>>>

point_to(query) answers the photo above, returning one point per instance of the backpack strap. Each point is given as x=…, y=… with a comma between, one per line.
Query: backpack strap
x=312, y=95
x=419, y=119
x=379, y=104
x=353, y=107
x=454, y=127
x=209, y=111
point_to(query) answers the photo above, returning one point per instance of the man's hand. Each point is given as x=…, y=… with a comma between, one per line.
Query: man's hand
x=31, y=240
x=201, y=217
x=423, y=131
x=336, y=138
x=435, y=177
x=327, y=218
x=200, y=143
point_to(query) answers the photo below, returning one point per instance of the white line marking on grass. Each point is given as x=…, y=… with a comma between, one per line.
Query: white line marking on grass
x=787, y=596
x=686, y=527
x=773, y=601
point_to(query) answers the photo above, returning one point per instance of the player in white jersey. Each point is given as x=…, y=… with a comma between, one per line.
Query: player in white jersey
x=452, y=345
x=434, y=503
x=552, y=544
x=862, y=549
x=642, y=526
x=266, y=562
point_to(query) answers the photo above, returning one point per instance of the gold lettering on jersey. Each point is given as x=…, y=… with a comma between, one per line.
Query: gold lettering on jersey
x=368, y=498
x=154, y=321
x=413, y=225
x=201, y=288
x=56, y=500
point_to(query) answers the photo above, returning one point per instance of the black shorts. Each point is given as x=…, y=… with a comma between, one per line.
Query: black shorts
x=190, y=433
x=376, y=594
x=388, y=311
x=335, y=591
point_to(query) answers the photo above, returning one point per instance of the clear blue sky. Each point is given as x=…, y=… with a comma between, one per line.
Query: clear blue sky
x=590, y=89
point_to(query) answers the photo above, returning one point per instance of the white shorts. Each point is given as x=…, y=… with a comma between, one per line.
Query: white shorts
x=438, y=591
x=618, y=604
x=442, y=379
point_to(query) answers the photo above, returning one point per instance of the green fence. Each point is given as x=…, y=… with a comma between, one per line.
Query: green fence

<<<

GIVEN EXERCISE ▸ Reproduce all of the rows above word for word, keeping their original order.

COMPLETE RESPONSE ▸
point_to(query) answers the photo above, returning one point per instance of the backpack strap. Each point is given as x=…, y=… with a comma between, one per line.
Query: backpack strap
x=312, y=95
x=419, y=119
x=379, y=104
x=353, y=107
x=454, y=127
x=209, y=111
point_to(query) answers the photo above, returning one point per instance of the man's hand. Each point is given as x=…, y=… with a comma between, one per line.
Query: man's hand
x=31, y=240
x=201, y=217
x=423, y=131
x=336, y=138
x=435, y=177
x=327, y=218
x=200, y=143
point_to(query) answers the photo below, returning one point per instance of the white line marking on grass. Each point is given as x=…, y=… with a comma between, one per line.
Query: white line marking on grass
x=787, y=596
x=686, y=527
x=773, y=601
point_to(query) answers the photo above, returning one point per instance of the player in white jersey. Each point is given as x=…, y=… with a comma between, one per line.
Query: player in white jersey
x=452, y=345
x=434, y=503
x=552, y=544
x=862, y=549
x=642, y=526
x=266, y=562
point_to(query) answers the photo above, returning one point per instance of the gold lettering on jersey. Each point is given as x=…, y=… with a comma between, one per line.
Query: gold lettering on jersey
x=368, y=498
x=154, y=321
x=413, y=225
x=201, y=288
x=56, y=500
point_to(query) answers the photo above, returning one point per instance of the black shorts. Each point is given as x=…, y=… with a comma between, one per line.
Query: black shorts
x=190, y=433
x=376, y=594
x=388, y=311
x=335, y=591
point_to(query) answers the photo above, returning one point per instance of the clear blue sky. Each point is given as x=…, y=… with a comma between, one per line.
Query: clear blue sky
x=590, y=89
point_to(query) answers the photo above, returning one point per instance of the white shorts. Each point is given as x=…, y=… with a comma between, one per line.
Query: white shorts
x=438, y=591
x=618, y=604
x=442, y=379
point_to(query) answers the photo above, returning one point per instance of the green fence. Each point is given as x=…, y=… with a comma between, one per line.
Query: green fence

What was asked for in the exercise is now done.